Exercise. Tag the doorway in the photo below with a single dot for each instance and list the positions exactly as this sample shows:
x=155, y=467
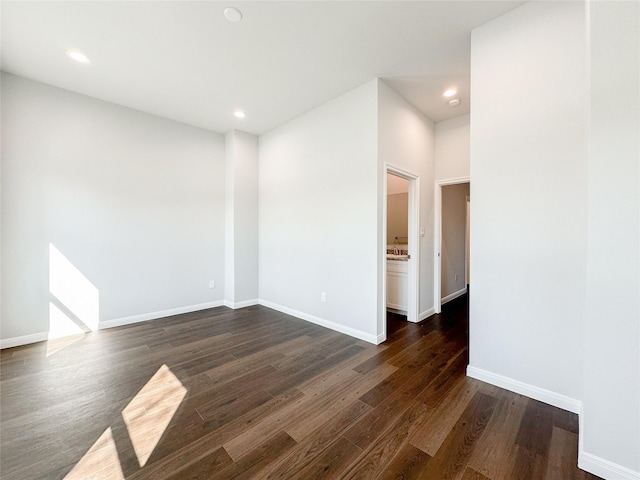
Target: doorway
x=401, y=244
x=452, y=242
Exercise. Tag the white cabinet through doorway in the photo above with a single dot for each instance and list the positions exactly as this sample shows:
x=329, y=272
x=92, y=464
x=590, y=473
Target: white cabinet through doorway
x=397, y=285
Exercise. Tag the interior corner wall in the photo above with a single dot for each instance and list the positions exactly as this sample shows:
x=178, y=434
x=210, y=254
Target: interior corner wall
x=133, y=201
x=452, y=148
x=406, y=140
x=318, y=192
x=529, y=195
x=454, y=216
x=241, y=219
x=610, y=445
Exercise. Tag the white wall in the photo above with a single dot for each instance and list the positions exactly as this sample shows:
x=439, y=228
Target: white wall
x=406, y=140
x=397, y=217
x=529, y=198
x=611, y=416
x=241, y=219
x=135, y=202
x=318, y=186
x=454, y=224
x=452, y=148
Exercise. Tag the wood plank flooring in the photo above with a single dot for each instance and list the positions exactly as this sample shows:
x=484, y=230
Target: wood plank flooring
x=256, y=394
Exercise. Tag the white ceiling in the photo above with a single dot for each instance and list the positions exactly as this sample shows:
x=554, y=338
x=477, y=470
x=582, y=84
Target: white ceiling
x=184, y=61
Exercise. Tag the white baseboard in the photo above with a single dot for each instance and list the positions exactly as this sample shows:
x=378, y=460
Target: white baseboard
x=24, y=340
x=426, y=314
x=243, y=304
x=453, y=296
x=547, y=396
x=367, y=337
x=604, y=468
x=118, y=322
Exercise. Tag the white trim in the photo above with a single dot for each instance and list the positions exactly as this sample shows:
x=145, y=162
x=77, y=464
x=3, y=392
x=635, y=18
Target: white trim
x=367, y=337
x=24, y=340
x=118, y=322
x=437, y=237
x=426, y=314
x=604, y=468
x=453, y=296
x=547, y=396
x=243, y=304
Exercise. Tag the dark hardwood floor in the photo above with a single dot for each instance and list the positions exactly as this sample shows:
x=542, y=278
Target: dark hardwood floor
x=257, y=394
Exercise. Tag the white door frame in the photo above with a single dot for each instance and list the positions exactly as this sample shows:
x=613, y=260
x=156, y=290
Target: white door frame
x=437, y=241
x=413, y=242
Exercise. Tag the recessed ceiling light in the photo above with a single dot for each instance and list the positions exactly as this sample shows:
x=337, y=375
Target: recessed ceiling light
x=233, y=14
x=78, y=56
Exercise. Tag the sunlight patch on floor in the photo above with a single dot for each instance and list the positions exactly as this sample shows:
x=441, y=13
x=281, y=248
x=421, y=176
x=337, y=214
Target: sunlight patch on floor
x=150, y=411
x=101, y=462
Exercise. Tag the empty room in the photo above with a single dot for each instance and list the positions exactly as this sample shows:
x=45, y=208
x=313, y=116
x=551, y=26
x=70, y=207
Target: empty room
x=208, y=270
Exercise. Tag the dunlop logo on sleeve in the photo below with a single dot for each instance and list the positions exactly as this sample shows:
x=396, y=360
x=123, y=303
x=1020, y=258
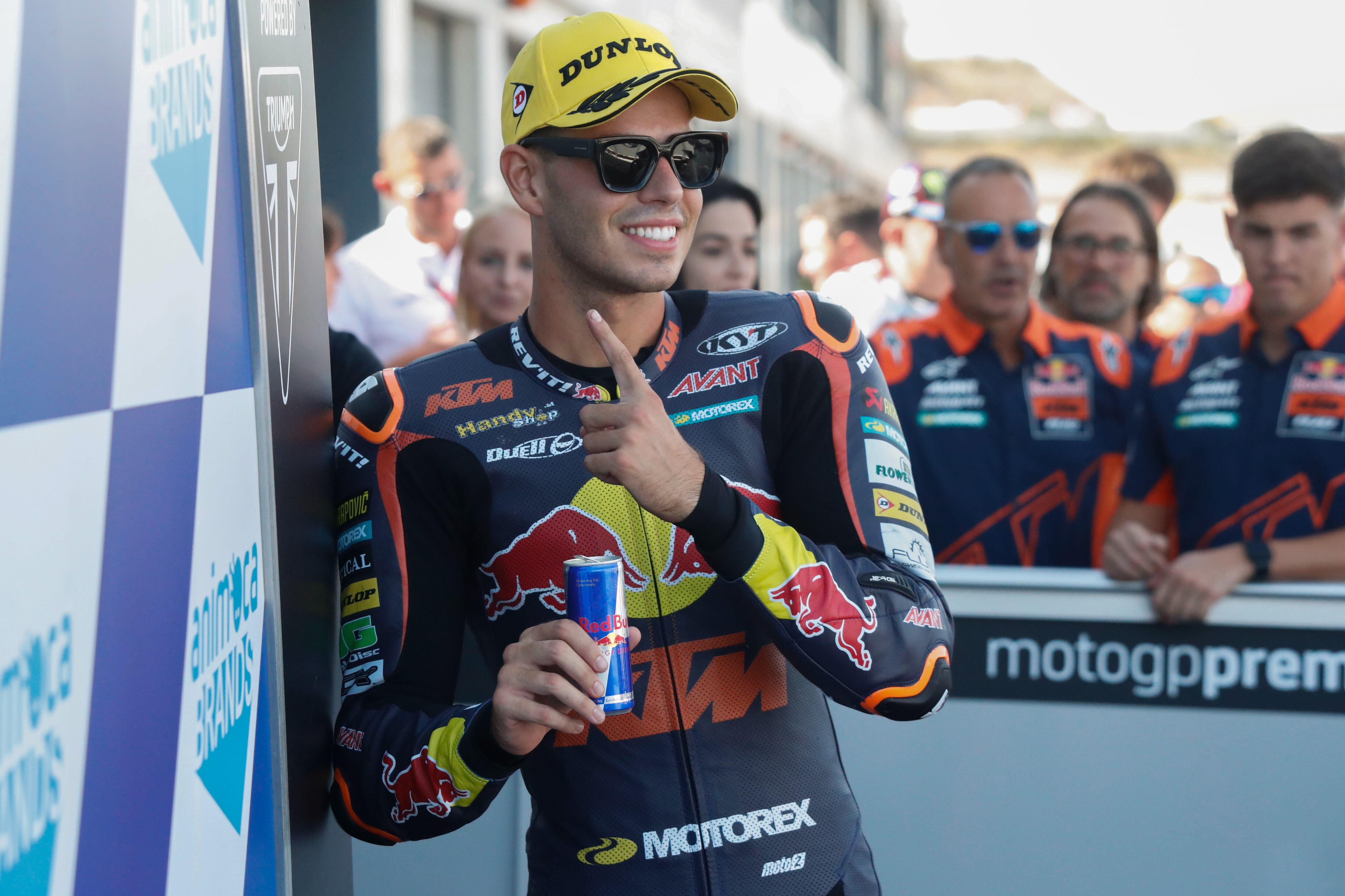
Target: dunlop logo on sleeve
x=360, y=596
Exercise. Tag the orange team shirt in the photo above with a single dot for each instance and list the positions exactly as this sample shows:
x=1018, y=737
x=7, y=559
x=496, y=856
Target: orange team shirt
x=1017, y=467
x=1247, y=449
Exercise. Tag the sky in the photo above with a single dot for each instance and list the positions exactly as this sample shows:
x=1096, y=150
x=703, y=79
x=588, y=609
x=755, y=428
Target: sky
x=1160, y=65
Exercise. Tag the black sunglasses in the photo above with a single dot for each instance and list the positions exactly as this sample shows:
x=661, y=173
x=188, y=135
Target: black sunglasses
x=626, y=165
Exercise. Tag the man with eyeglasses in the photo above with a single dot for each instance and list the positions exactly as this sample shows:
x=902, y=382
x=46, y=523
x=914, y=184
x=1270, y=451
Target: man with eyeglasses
x=719, y=445
x=1016, y=419
x=399, y=285
x=1242, y=428
x=1103, y=267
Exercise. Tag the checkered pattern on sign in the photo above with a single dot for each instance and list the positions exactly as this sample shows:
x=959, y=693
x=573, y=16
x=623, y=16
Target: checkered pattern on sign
x=132, y=521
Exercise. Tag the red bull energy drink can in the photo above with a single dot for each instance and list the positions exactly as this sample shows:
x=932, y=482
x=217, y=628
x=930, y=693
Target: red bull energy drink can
x=595, y=598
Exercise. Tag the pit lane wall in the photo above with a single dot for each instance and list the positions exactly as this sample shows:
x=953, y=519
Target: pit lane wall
x=144, y=399
x=1087, y=749
x=1091, y=750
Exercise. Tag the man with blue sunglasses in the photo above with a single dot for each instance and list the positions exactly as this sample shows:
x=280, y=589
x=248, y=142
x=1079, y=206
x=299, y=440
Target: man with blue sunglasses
x=1016, y=419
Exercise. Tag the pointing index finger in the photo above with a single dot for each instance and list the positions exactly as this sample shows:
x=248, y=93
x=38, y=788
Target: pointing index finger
x=629, y=376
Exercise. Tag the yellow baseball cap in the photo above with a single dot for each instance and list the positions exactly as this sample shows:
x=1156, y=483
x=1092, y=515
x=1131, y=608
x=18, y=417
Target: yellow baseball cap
x=588, y=69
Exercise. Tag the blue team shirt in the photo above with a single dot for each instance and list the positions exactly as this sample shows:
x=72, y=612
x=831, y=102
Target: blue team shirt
x=1254, y=450
x=1016, y=467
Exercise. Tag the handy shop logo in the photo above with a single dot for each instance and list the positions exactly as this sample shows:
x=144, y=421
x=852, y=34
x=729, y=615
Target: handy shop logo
x=33, y=687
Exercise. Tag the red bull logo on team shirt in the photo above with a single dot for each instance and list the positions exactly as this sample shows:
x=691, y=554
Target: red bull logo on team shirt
x=422, y=784
x=817, y=603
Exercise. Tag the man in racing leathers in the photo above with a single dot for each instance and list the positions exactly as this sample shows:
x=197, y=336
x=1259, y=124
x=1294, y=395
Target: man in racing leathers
x=751, y=478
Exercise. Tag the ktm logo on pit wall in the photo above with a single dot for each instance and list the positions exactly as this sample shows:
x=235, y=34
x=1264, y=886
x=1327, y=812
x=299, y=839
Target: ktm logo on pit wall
x=728, y=687
x=474, y=392
x=1269, y=510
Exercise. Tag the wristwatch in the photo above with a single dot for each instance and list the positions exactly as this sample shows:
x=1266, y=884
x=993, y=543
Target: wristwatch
x=1258, y=552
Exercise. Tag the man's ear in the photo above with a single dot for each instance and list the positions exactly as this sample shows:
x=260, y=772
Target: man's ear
x=894, y=233
x=524, y=175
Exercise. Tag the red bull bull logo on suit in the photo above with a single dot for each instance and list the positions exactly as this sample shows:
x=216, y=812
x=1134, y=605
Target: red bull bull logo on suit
x=422, y=784
x=817, y=603
x=533, y=564
x=602, y=521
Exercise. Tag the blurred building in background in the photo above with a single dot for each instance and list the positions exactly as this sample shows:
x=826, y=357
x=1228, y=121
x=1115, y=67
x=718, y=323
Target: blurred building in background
x=960, y=108
x=821, y=85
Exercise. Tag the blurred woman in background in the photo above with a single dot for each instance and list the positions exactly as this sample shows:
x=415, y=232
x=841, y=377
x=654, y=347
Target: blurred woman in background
x=497, y=279
x=1194, y=291
x=724, y=252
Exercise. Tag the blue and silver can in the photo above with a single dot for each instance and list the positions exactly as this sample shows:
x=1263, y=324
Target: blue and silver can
x=595, y=598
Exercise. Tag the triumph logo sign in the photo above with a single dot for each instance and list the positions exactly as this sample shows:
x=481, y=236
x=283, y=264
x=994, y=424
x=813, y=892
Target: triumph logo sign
x=280, y=128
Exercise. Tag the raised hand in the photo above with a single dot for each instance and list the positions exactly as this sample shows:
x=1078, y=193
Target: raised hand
x=633, y=443
x=548, y=683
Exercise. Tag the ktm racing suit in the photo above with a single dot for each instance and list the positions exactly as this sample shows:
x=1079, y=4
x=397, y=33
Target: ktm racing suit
x=804, y=574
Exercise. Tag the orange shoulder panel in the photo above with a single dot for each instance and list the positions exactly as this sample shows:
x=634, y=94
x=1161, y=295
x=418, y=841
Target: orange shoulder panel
x=395, y=416
x=810, y=319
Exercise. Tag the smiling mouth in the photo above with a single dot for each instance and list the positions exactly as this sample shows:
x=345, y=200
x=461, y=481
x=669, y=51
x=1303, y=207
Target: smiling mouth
x=658, y=235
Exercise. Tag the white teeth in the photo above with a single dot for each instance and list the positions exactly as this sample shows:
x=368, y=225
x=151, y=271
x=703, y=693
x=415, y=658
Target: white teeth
x=661, y=235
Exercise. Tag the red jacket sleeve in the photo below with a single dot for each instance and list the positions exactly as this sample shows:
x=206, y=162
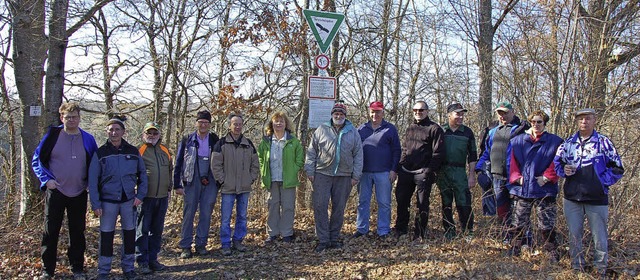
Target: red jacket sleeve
x=514, y=170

PROMPT → Check each line above for the word "below" and copy every line that has it.

WRITTEN SOLUTION →
Exercise. Tag the doorway in the photo below with a single dot for each instance and list the positions exactly as this sample shows:
Exercise. Tag the dunlop logo on sleeve in the photo below with a single dot for each instance and list the positions exactly as this sample shows:
Exercise. Tag the red jacket sleeve in the photo below with a single dot for each instance and list the positions exactly as this sample shows:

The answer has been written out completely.